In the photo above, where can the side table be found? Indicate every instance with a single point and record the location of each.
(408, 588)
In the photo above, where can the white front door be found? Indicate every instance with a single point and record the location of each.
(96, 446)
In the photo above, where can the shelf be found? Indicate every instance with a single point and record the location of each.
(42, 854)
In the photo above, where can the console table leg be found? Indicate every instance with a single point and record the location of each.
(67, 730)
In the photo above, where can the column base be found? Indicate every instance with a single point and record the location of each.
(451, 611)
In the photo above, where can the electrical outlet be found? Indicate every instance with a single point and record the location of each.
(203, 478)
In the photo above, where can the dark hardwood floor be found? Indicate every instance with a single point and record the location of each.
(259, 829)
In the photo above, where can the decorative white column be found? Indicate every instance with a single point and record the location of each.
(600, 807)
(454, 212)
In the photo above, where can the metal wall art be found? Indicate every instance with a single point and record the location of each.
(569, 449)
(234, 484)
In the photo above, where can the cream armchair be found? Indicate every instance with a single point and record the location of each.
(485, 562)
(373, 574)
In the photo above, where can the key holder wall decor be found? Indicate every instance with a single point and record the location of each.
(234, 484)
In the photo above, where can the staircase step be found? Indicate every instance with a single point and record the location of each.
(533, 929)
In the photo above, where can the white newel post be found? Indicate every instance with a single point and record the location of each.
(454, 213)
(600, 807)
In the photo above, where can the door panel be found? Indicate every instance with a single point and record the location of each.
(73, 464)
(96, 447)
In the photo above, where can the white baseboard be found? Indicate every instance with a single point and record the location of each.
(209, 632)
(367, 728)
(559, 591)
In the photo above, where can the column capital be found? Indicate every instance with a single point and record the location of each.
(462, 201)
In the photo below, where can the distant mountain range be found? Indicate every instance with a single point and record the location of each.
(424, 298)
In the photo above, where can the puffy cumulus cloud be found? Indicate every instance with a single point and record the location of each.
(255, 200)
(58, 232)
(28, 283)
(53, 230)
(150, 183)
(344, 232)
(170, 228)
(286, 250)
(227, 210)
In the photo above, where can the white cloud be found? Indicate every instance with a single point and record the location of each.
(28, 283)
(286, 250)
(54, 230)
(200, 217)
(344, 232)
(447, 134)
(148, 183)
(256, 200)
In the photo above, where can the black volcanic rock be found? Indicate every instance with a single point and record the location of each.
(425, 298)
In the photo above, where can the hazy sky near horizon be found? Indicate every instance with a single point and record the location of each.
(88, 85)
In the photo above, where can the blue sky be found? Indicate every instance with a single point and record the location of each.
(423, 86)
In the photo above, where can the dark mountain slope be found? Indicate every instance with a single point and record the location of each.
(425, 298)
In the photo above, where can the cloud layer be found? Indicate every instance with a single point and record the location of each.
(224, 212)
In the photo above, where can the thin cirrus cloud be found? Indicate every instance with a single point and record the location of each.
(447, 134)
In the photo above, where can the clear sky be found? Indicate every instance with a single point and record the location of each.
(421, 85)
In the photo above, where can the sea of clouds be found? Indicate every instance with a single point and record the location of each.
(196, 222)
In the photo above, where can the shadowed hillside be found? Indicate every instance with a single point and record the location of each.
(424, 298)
======
* _REQUIREMENTS_
Quote all of the material above verbatim, line for line.

* _SOLVED EXERCISE_
In the photo above, where can the side table be found? Indicate every instance with a single point and record the location of each.
(408, 588)
In the photo above, where can the white front door be found? Indicate every instance with a single point and record the location of each.
(96, 446)
In the photo above, where can the shelf be found? Indicate every instance with a single point and record the location of each.
(42, 854)
In the photo above, where can the console table leg be found? Indicate every instance with a single point and record the location of each.
(67, 730)
In the photo above, where can the column base be found? Indicate every instance with a single point and record the location of each.
(451, 611)
In the photo above, where can the electrical outlet be found? Indicate every instance with a single point and record the location of each.
(203, 478)
In the photo above, where can the dark hardwood floor be found? Indicate every instance with a single point and record the location of each.
(259, 829)
In the photo above, where can the decorative white column be found? Indicate every instance with a single point and record the location of each.
(600, 807)
(454, 212)
In the photo above, where can the metal wall art be found? Indicate every instance with a single point and record the location of each.
(569, 449)
(234, 484)
In the photo above, where can the cream armchair be found? Indicate every instance with a single point and record the location of each.
(485, 562)
(373, 574)
In the photo above, where can the key holder wall decor be found? Indicate every instance with a single point and record the location of each.
(234, 484)
In the photo above, where can the staircase step be found? Indicate every instance with a single point and record the location of each.
(533, 929)
In the photo above, where can the white newel post be found? Indicate every instance with a single point and record the location of each.
(454, 213)
(600, 807)
In the photo above, where can the door panel be found? Indicate every instance with a single point and record the location of each.
(73, 464)
(96, 447)
In the photo above, where can the white baseboard be found? Indicate every instance with a single point and record the location of each.
(209, 632)
(367, 728)
(559, 591)
In the photo above, where can the column capital be found? Indicate every instance with a single point and record the location of each.
(462, 201)
In the photo below, where can the distant mountain range be found? Indicate every instance with a single point and record the location of each.
(424, 298)
In the photo above, where can the puffy cumulus cloud be found? Indicate every instance with a single point and record the location of each.
(255, 200)
(58, 232)
(28, 283)
(53, 230)
(150, 183)
(344, 232)
(170, 228)
(286, 250)
(227, 210)
In the photo above, where can the white cloud be found? Indicate every instance with a single point and record the location of each.
(28, 283)
(286, 250)
(54, 230)
(200, 217)
(344, 232)
(447, 134)
(148, 183)
(256, 200)
In the photo above, where can the black volcanic rock be found? Indicate every instance with a single point and record the location of each.
(425, 298)
In the photo above, where can the hazy sky near horizon be found? Indicate every instance with a single point and record the location of each.
(88, 85)
In the photo above, where can the blue sky be found? Indicate every instance with a single point and record the location of each.
(423, 86)
In the photo above, where can the dark mountain slope be found? Indicate every instance with a single point and record the location of each.
(425, 298)
In the photo above, where can the cloud layer be found? Indicate every instance with a single point and record the location of each.
(224, 212)
In the photo above, where can the thin cirrus cloud be found? Indicate every instance with a single point and record the location of each.
(447, 134)
In the photo above, where can the clear sky be found? Indicate every instance with a single point and record the location of each.
(421, 85)
In the photo above, where can the sea of clouds be found? Indicate every instance with a single point and record the location of each.
(196, 222)
In the photo above, where can the shadowed hillside be found? Indicate every instance with a single point and record the location of each.
(424, 298)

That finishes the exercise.